— DOCUMENT SECTION —
Voice Description API Documentation

Overview

The Voice Description API provides comprehensive accessibility features for visual content by automatically generating descriptive audio narration tracks. This system leverages AWS AI services including Amazon Rekognition for video scene segmentation, Amazon Bedrock Nova Pro for intelligent content analysis, and Amazon Polly for natural text-to-speech synthesis.

Base URLs:

Production: https://api.voicedescription.ai/v2
Staging: https://staging-api.voicedescription.ai/v2
Development: http://localhost:3000

Version: 2.1.0

Authentication & Setup

API Key Authentication

All API endpoints (except health checks) require authentication via API key in the request headers.

Header Format:

X-API-Key: your-api-key-here

Bearer Token Authentication (Alternative)

— YOUR TASKS —
A) Do these statements agree with the Voice Description API documentation? Answer yes or no for each, and quote the words that decide it. (i) The staging base URL is https://staging-api.voicedescription.ai/v2. (ii) Health checks need an API key. (iii) Amazon Polly handles video scene segmentation.
B) Report every line of the listing that contains the string "background". Case counts.
The listing that comes next is unrelated to the Voice Description API documentation.

— RAW RECORDS —

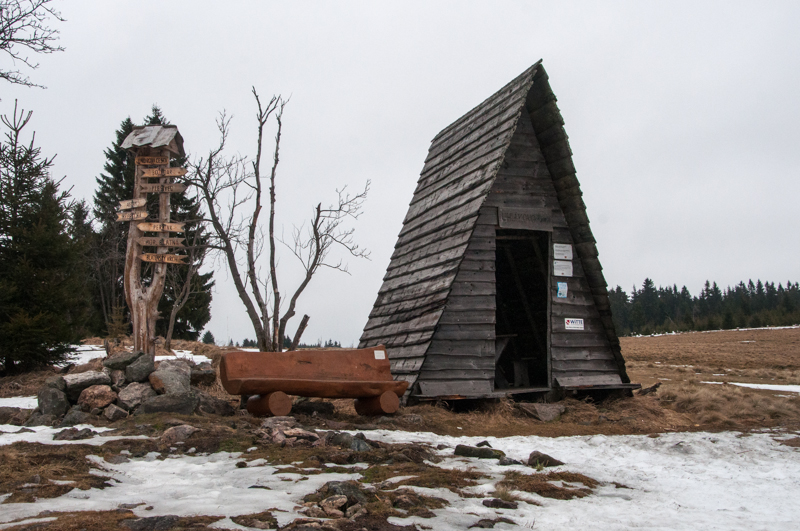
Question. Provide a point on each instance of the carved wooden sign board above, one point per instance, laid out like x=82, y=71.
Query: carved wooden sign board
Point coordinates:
x=152, y=146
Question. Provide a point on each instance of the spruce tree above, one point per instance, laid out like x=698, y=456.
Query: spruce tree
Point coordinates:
x=43, y=302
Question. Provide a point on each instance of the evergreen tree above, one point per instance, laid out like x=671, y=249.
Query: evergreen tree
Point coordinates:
x=208, y=338
x=115, y=185
x=42, y=297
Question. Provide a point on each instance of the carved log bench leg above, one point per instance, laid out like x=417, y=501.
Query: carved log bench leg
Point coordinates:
x=385, y=404
x=277, y=404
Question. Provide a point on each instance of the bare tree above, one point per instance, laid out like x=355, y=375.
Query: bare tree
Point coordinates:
x=233, y=192
x=24, y=30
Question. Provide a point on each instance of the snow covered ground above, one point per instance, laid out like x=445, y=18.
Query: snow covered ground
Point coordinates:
x=675, y=481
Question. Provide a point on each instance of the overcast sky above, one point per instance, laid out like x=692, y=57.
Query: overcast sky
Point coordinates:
x=684, y=118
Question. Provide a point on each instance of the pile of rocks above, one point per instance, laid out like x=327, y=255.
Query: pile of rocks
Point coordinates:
x=129, y=383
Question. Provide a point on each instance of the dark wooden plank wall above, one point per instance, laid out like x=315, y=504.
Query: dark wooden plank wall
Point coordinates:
x=435, y=239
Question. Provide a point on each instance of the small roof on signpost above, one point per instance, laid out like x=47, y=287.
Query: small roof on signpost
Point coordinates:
x=155, y=136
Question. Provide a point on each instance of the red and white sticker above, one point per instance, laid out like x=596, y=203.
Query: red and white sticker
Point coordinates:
x=570, y=323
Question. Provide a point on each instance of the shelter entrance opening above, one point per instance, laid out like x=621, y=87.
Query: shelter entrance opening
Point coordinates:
x=523, y=302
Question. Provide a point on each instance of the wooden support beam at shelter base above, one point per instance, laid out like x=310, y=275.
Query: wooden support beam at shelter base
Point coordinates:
x=495, y=287
x=269, y=377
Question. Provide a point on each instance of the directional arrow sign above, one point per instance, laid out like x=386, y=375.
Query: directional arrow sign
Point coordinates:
x=163, y=188
x=162, y=258
x=132, y=203
x=135, y=215
x=161, y=242
x=161, y=227
x=152, y=161
x=164, y=172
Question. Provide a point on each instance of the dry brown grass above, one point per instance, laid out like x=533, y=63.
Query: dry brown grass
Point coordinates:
x=556, y=485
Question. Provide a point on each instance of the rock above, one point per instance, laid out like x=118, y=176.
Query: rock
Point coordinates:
x=37, y=419
x=497, y=503
x=76, y=383
x=300, y=433
x=353, y=510
x=203, y=376
x=74, y=434
x=56, y=382
x=349, y=489
x=177, y=434
x=543, y=412
x=309, y=407
x=97, y=396
x=183, y=404
x=121, y=360
x=76, y=416
x=282, y=423
x=171, y=378
x=134, y=394
x=14, y=415
x=540, y=459
x=480, y=453
x=114, y=413
x=118, y=378
x=52, y=401
x=211, y=405
x=332, y=505
x=139, y=370
x=152, y=523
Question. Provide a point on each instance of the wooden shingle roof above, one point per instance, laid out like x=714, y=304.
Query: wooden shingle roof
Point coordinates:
x=459, y=172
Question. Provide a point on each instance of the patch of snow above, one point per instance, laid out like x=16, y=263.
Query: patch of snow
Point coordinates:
x=44, y=435
x=768, y=387
x=24, y=402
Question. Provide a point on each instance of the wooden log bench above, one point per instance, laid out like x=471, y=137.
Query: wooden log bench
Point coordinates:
x=270, y=377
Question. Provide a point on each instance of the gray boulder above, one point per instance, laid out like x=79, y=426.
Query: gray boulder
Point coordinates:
x=540, y=459
x=52, y=401
x=480, y=453
x=171, y=378
x=183, y=404
x=118, y=362
x=56, y=382
x=75, y=383
x=113, y=413
x=76, y=416
x=139, y=370
x=134, y=394
x=211, y=405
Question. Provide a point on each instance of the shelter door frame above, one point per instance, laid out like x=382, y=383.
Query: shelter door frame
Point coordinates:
x=524, y=284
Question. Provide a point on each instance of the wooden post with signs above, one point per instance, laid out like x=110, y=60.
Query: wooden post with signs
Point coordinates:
x=153, y=146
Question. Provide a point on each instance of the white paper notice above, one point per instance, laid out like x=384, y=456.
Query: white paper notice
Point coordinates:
x=573, y=324
x=562, y=290
x=562, y=268
x=562, y=251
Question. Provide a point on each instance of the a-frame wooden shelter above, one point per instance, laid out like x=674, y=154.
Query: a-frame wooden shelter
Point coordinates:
x=495, y=286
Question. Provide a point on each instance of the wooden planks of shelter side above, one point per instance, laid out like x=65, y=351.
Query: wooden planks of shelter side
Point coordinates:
x=494, y=286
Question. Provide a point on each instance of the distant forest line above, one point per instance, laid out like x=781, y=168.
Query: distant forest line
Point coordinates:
x=669, y=309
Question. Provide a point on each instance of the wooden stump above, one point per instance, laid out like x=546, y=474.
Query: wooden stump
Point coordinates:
x=385, y=404
x=277, y=404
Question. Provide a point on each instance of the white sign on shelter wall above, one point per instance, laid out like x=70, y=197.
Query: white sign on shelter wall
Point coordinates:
x=562, y=251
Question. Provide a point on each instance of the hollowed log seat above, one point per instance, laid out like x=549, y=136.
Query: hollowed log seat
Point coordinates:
x=269, y=377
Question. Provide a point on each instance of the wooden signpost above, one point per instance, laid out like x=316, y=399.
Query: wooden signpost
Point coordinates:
x=132, y=203
x=153, y=146
x=161, y=227
x=135, y=215
x=161, y=242
x=162, y=258
x=162, y=188
x=164, y=172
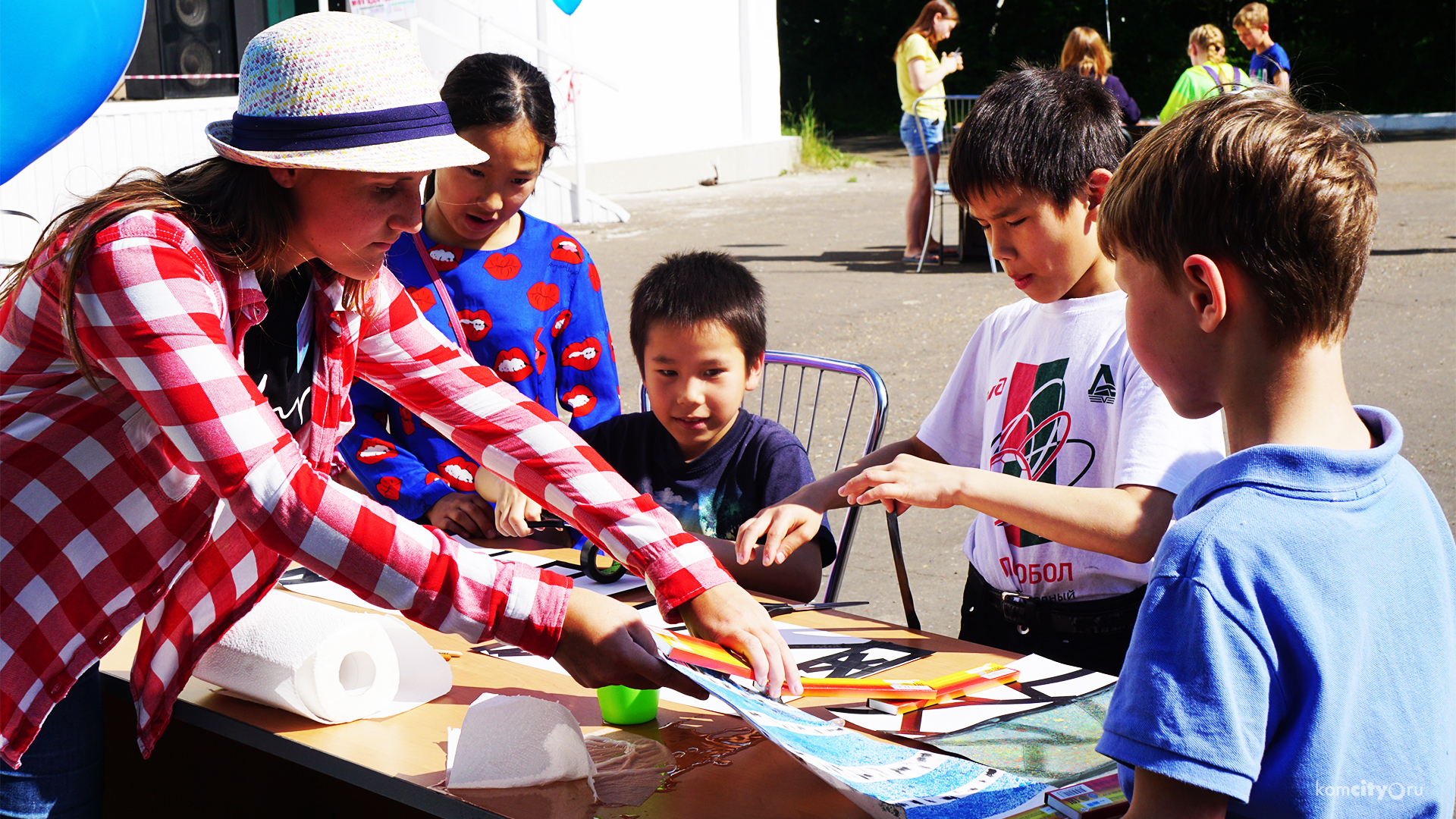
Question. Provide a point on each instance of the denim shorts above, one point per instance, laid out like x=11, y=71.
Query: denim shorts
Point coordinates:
x=934, y=131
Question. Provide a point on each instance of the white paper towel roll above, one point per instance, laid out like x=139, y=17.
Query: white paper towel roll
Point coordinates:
x=513, y=742
x=322, y=662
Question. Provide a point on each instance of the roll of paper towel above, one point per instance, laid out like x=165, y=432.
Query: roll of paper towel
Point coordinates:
x=325, y=664
x=514, y=742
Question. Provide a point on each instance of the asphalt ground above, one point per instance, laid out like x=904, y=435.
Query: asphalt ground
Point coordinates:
x=826, y=246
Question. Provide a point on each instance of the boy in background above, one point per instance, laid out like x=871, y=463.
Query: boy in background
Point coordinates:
x=699, y=331
x=1269, y=61
x=1049, y=428
x=1296, y=651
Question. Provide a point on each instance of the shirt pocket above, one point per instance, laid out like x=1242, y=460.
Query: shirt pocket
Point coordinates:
x=149, y=450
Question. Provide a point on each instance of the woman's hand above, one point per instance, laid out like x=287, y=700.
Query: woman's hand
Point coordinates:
x=462, y=513
x=606, y=643
x=728, y=615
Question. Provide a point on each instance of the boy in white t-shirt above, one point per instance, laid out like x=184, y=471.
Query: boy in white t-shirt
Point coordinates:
x=1049, y=428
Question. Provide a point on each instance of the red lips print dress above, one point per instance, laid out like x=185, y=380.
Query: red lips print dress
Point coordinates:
x=532, y=312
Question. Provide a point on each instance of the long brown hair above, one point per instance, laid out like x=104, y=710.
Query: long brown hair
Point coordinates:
x=1085, y=53
x=925, y=24
x=239, y=215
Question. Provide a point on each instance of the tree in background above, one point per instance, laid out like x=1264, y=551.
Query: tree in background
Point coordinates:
x=1376, y=58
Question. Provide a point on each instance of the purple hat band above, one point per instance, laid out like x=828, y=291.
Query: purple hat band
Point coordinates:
x=341, y=130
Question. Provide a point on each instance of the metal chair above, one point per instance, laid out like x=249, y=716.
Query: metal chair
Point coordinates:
x=957, y=107
x=813, y=411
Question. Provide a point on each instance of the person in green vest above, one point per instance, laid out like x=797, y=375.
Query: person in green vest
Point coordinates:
x=1210, y=74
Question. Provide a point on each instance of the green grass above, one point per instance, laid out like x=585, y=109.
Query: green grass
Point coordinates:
x=816, y=149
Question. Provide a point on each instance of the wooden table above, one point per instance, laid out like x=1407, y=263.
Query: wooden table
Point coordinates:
x=724, y=770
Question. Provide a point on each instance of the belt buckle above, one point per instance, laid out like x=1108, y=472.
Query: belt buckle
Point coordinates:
x=1019, y=610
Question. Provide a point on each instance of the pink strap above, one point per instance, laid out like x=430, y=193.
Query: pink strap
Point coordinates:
x=444, y=295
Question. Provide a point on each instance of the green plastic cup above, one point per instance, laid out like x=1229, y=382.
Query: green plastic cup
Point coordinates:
x=622, y=706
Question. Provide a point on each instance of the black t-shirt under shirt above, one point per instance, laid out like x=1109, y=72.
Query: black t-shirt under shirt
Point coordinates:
x=756, y=464
x=278, y=353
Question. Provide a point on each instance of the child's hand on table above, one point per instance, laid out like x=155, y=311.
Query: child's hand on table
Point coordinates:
x=783, y=526
x=908, y=482
x=730, y=617
x=462, y=513
x=513, y=507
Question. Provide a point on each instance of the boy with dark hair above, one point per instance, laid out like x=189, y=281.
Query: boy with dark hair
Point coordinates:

— EXERCISE RESULTS —
A)
(i) Yes: "Staging: https://staging-api.voicedescription.ai/v2"
(ii) No: "All API endpoints (except health checks) require authentication via API key in the request headers."
(iii) No: "Amazon Rekognition for video scene segmentation" and "Amazon Polly for natural text-to-speech synthesis"

B)
Question. Provide a point on each instance of the boy in background above, one point per instance, laid out like x=871, y=463.
Query: boy in background
Question. Provide a point on each instance of the tree in background above, one point per instance, laid out like x=1264, y=551.
Query: tree in background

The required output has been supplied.